- _Problem_
Please pull out each line of the listing below that contains the string "helmet", matching case.

* start Given data *

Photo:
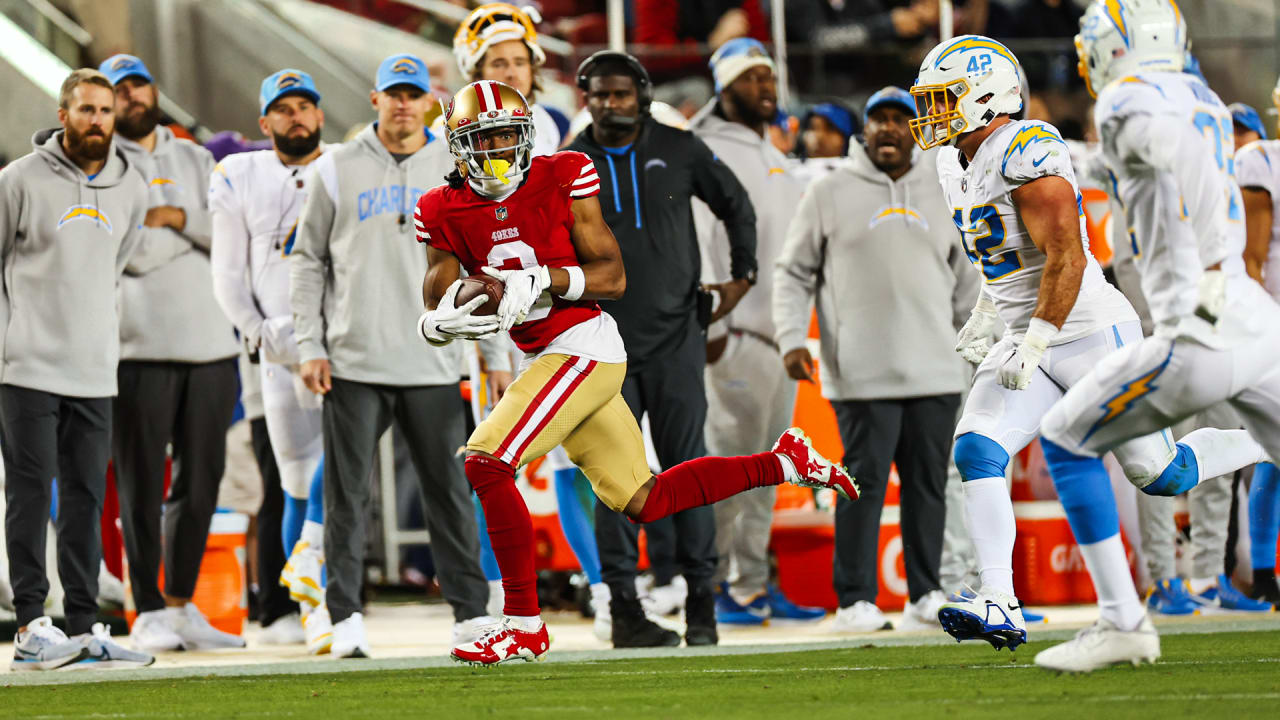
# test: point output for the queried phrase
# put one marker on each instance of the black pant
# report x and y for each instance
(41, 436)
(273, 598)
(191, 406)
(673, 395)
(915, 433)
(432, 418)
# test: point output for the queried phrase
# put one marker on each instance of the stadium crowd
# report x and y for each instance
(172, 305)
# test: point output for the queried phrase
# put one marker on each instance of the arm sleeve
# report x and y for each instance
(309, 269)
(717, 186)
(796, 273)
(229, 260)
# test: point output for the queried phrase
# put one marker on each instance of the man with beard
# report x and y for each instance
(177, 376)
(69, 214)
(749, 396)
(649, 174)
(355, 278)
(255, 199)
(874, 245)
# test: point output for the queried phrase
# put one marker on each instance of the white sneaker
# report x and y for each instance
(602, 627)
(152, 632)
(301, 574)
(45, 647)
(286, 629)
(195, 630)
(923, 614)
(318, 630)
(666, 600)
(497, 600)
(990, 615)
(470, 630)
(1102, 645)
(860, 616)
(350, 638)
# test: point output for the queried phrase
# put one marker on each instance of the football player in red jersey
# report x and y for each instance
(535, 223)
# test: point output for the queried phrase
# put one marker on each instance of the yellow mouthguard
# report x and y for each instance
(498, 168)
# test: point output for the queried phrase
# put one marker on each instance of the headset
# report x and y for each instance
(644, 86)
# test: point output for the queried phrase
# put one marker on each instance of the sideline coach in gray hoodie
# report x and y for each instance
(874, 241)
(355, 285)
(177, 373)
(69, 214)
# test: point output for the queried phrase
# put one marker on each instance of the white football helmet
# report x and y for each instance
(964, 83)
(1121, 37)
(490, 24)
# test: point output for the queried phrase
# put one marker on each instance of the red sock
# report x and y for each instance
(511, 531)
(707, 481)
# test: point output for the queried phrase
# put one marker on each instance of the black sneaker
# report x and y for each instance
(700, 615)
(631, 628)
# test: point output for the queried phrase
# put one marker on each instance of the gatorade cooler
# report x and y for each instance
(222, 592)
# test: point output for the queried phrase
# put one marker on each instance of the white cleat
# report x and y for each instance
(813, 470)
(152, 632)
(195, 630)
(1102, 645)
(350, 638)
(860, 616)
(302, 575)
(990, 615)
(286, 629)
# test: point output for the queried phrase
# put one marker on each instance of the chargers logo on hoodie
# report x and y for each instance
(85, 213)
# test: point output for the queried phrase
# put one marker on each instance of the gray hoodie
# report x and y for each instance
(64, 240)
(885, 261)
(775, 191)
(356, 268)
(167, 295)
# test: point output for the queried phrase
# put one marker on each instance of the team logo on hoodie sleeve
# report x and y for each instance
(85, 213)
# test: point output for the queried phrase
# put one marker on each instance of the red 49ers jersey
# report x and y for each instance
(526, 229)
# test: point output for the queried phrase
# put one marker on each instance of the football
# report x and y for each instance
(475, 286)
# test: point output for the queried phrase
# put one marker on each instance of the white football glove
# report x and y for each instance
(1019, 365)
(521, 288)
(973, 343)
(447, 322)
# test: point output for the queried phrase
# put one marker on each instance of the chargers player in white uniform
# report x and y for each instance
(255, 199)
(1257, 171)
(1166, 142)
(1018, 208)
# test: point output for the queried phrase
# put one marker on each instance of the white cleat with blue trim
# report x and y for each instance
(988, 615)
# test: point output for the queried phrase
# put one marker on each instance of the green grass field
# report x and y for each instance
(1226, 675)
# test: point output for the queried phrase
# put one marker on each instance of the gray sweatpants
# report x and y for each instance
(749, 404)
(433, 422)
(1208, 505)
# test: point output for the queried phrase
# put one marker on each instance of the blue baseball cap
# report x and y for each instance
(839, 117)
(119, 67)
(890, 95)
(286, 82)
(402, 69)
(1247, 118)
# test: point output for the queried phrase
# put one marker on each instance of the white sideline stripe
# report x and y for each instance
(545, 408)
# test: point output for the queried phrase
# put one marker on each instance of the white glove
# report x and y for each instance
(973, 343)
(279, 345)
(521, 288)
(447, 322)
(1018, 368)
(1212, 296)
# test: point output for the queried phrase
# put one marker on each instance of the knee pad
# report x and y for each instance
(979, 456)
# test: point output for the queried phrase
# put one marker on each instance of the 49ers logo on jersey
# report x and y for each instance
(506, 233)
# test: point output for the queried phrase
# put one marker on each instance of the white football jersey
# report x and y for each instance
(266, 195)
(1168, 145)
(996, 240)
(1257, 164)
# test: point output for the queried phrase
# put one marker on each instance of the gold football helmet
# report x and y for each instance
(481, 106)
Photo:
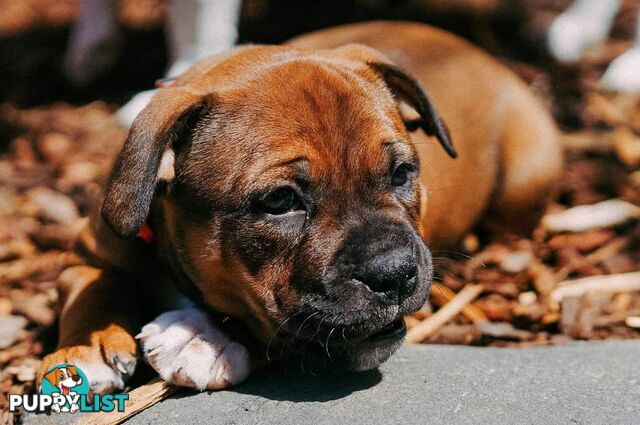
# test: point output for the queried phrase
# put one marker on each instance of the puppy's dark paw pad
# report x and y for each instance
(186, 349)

* end Given data *

- _The output_
# put one marker on each instance of the white football helmet
# put one marker on each instance of the gold football helmet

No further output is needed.